SUPPLIED ENTRIES ::

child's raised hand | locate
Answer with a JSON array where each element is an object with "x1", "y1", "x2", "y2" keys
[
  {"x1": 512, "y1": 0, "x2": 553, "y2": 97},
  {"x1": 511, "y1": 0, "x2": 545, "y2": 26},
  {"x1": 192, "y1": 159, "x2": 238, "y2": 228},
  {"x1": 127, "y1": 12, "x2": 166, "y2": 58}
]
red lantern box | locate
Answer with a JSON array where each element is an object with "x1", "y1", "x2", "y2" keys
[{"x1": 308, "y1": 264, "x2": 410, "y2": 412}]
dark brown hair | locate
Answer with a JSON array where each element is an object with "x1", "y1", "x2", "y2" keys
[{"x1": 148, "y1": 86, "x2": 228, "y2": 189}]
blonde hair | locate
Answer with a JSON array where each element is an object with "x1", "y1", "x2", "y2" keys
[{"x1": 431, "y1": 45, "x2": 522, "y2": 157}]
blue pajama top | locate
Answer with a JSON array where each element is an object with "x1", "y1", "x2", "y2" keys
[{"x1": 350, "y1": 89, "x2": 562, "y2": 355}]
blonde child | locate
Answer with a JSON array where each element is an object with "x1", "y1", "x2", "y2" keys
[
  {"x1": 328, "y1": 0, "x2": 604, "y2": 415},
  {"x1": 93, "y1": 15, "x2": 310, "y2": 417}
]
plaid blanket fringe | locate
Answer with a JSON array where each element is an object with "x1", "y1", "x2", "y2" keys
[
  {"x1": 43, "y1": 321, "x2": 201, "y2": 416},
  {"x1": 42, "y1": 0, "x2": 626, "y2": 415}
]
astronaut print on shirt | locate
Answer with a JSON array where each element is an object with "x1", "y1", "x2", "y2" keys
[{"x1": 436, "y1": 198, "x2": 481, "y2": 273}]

TASK INSTRUCTIONS :: Read the data above. Pull out each line in which the string "blonde" appears.

TASK RESPONSE ::
blonde hair | locate
blonde child | locate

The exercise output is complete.